Excerpted data:
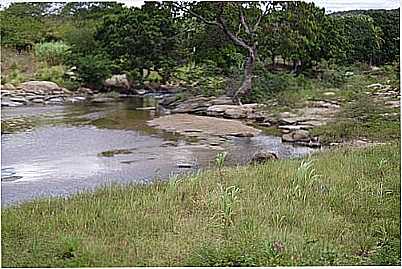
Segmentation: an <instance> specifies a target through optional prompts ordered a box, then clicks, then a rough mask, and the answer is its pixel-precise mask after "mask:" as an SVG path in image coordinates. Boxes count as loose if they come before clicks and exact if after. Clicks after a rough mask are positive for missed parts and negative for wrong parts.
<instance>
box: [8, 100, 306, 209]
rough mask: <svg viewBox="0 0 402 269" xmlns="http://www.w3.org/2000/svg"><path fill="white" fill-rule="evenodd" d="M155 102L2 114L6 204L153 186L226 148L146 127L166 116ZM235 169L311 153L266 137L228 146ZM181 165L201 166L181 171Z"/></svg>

--

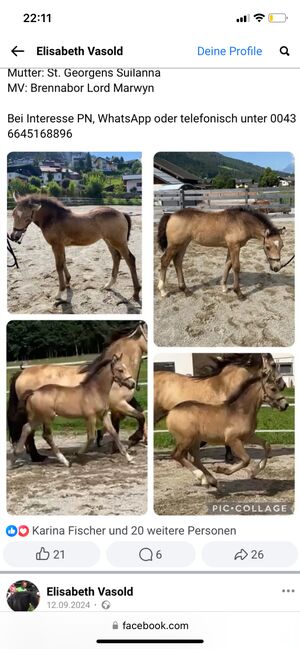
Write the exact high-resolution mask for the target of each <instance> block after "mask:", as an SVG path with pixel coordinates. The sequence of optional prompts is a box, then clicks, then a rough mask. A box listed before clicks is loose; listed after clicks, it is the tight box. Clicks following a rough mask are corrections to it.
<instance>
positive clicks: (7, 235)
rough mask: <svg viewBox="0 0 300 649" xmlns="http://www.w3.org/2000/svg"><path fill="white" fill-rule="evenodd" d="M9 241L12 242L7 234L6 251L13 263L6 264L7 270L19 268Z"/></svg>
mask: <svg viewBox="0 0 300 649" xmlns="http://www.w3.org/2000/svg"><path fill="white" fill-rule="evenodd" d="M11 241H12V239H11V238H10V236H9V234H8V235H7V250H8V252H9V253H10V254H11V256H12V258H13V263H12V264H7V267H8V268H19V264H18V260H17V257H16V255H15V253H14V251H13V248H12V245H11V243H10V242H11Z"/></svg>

--

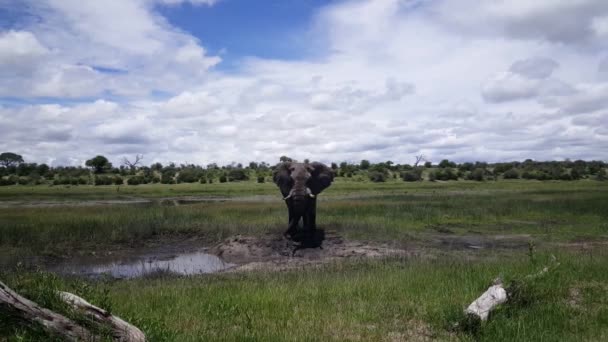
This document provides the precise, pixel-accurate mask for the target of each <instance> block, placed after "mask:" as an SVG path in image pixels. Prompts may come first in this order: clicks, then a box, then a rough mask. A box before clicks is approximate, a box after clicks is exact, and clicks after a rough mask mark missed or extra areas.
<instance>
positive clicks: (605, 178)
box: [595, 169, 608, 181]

Directions:
Please repeat everything from the line containing "Segmentation: an <instance>" down to the line containing "102L2 114L6 204L153", swapping "rough mask" for "coarse mask" and leaving all else unchanged.

Exercise solution:
Segmentation: an <instance> specifies a target through optional prompts ordered a box, then clicks, then a coarse mask, and the answer is its pixel-precise mask after "mask:" as an SVG path in image coordinates. Boxes count as loose if they come before clicks and exact if after. Clicks after a coarse mask are positive for missed parts and negative for wrong parts.
<instance>
box: [8, 100, 306, 209]
coarse mask: <svg viewBox="0 0 402 269" xmlns="http://www.w3.org/2000/svg"><path fill="white" fill-rule="evenodd" d="M155 102L2 114L6 204L153 186L226 148L146 127L166 116ZM235 169L311 153L266 137L228 146ZM181 165L201 166L181 171Z"/></svg>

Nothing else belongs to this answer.